Given task a: Render the records below as a two-column CSV with the headers "prompt" and "boxes," one row per record. Include everything from the line containing "Isolate each dog's spotted coat." down to the line containing "261, 181, 332, 286", both ends included, and put each field in quotation marks with its line breaks replaced by spaces.

Keyset Cursors, Not Offsets, for Postgres Pagination

Anthony Accomazzo

@accomazzo

•

Dec 4, 2024

•

8 min read

We're building Sequin, a Postgres CDC tool to streams and queues like Kafka, SQS, HTTP endpoints, and more. Efficient, correct pagination is paramount for our backfill process, so we use keyset cursors extensively.

You've probably heard about the limitations of offset/limit in Postgres. There are two primary concerns with this strategy:

Performance
Correctness (skipping rows)

A better alternative in most situations is keyset pagination. Keyset pagination solves performance issues. It promises tight correctness guarantees (with some caveats, which I'll get into). And it can often lead to a better UX.

The appeal of offset/limit

It's easy to understand why offset pagination is so widespread. The implementation is straightforward:

select * from users
order by created_at desc
limit 20 offset 980;

Building an API interface on top of offset pagination is simple too:

{
  "items": [...],
  "page": 50,
  "per_page": 20
}

Offset pagination is a fine way to get started, but has performance limitations and correctness issues:

Performance drawbacks

The root of offset's performance problem lies in how Postgres handles offset queries. When you request rows with an offset of 1000, Postgres must still traverse those first 1000 rows in the index, even though they'll be discarded. This means that as users go deeper into the result set, query time increases linearly:

-- Page 1 (fast)

[Rows from a dataset]
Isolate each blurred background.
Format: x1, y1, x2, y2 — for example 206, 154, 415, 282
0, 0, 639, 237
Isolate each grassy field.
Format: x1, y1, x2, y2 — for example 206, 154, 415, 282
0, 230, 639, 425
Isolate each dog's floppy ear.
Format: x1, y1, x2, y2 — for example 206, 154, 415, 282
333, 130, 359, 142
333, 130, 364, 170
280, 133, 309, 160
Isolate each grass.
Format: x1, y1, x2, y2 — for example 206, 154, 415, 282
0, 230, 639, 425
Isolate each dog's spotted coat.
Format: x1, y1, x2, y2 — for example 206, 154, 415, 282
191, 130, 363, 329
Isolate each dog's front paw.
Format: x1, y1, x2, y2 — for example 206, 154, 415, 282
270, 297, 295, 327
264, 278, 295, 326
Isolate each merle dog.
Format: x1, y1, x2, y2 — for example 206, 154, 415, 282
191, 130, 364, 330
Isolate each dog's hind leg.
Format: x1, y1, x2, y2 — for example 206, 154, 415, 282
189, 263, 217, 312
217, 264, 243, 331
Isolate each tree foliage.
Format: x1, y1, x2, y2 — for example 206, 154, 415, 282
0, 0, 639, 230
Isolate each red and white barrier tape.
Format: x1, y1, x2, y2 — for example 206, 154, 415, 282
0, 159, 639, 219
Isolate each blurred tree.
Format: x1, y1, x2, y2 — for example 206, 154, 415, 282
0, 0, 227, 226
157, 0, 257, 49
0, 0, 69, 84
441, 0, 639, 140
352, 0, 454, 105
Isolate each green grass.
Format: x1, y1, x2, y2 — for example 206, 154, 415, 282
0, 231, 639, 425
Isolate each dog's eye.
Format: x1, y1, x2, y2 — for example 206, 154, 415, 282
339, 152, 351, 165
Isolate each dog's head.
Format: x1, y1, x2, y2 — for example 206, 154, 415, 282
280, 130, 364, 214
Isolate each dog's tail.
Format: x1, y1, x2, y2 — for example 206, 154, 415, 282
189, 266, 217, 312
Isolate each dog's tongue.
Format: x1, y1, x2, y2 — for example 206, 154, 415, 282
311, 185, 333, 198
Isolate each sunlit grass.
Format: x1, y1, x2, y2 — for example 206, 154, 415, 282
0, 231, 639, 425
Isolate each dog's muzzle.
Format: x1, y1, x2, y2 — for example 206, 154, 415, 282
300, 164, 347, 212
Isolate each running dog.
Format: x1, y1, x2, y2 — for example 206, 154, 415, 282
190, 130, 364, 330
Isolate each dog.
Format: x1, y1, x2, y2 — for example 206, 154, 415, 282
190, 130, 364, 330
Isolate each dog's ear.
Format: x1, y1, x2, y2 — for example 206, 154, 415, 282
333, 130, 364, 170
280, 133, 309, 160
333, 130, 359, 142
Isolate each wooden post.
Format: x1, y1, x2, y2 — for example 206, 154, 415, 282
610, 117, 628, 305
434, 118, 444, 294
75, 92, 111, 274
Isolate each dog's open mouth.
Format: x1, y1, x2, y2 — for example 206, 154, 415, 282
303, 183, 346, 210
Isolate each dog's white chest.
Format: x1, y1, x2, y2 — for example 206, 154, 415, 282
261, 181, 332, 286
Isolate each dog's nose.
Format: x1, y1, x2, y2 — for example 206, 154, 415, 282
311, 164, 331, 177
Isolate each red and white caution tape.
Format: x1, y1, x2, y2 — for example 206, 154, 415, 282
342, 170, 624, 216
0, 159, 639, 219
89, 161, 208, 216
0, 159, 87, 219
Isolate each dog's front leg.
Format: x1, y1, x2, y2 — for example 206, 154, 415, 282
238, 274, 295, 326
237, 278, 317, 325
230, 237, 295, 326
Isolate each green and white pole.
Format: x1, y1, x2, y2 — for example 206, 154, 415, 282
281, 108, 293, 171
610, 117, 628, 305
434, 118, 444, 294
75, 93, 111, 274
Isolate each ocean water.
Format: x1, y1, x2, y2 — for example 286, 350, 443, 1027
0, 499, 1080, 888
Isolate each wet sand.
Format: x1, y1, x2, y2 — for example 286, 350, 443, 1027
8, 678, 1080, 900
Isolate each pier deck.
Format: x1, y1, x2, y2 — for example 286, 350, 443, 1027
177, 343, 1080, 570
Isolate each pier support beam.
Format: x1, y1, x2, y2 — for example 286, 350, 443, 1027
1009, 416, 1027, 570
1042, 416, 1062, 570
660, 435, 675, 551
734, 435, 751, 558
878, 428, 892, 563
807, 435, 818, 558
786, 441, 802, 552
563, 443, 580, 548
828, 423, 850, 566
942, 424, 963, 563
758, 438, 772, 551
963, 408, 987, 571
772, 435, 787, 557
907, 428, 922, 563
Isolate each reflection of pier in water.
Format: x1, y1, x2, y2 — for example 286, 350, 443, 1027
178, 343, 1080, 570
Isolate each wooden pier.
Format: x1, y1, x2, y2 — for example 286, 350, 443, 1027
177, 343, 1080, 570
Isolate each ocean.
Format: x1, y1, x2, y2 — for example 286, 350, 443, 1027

Given task b: From the Postgres pagination article above, write out word for word everything from "You've probably heard" down to "a better UX.".

Full response a:
prompt,boxes
"Isolate each dog's spotted coat. Format: x1, y1, x2, y2 — for example 206, 154, 415, 282","191, 130, 363, 329"
"Isolate each dog's front paw. Format: x1, y1, x2, y2 — for example 206, 154, 415, 282","270, 297, 295, 327 264, 278, 295, 326"
"Isolate each merle dog. Format: x1, y1, x2, y2 — for example 206, 154, 415, 282","191, 130, 364, 330"
"Isolate each dog's hind leg. Format: x1, y1, x2, y2 — for example 206, 154, 415, 282","189, 263, 217, 312 217, 264, 243, 331"
"Isolate each tree foliage. Format: x1, y1, x2, y2 — for example 206, 154, 415, 282","0, 0, 639, 230"
"Isolate each red and white barrier tape. Format: x1, y1, x2, y2 — for example 206, 154, 415, 282","0, 159, 639, 219"
"Isolate each blurred tree. Format: x1, y1, x2, y2 — for example 206, 154, 415, 282","0, 0, 227, 226 157, 0, 257, 49 0, 0, 69, 84 441, 0, 639, 140 352, 0, 454, 105"
"Isolate each green grass. Format: x1, y1, x2, y2 — for example 206, 154, 415, 282","0, 231, 639, 425"
"Isolate each dog's eye. Format: x1, y1, x2, y2 — for example 206, 154, 415, 282","339, 152, 351, 165"
"Isolate each dog's head. Format: x1, y1, x2, y2 — for example 206, 154, 415, 282","280, 130, 364, 214"
"Isolate each dog's tail. Format: x1, y1, x2, y2 — for example 206, 154, 415, 282","189, 266, 217, 312"
"Isolate each dog's tongue. Format: x1, y1, x2, y2 — for example 206, 154, 415, 282","311, 185, 333, 198"
"Isolate each sunlit grass. Format: x1, y1, x2, y2 — for example 206, 154, 415, 282","0, 231, 639, 425"
"Isolate each dog's muzzle. Format: x1, y1, x2, y2 — for example 206, 154, 415, 282","300, 164, 347, 212"
"Isolate each running dog. Format: x1, y1, x2, y2 — for example 206, 154, 415, 282","190, 130, 364, 330"
"Isolate each dog. Format: x1, y1, x2, y2 — for example 206, 154, 415, 282","190, 130, 364, 330"
"Isolate each dog's ear. Format: x1, y1, x2, y2 — for example 206, 154, 415, 282","333, 130, 364, 170 280, 133, 309, 160 333, 130, 359, 142"
"Isolate each wooden post. Format: x1, y1, x2, y2 — for example 206, 154, 415, 282","610, 117, 628, 305 434, 118, 444, 294 75, 92, 111, 274"
"Isolate each dog's open mouth. Format: x1, y1, x2, y2 — for example 206, 154, 415, 282","303, 183, 346, 210"
"Isolate each dog's white chest. Format: x1, y1, x2, y2 — for example 206, 154, 415, 282","261, 181, 332, 286"

Full response b:
You've probably heard about the limitations of offset/limit in Postgres. There are two primary concerns with this strategy:

Performance
Correctness (skipping rows)

A better alternative in most situations is keyset pagination. Keyset pagination solves performance issues. It promises tight correctness guarantees (with some caveats, which I'll get into). And it can often lead to a better UX.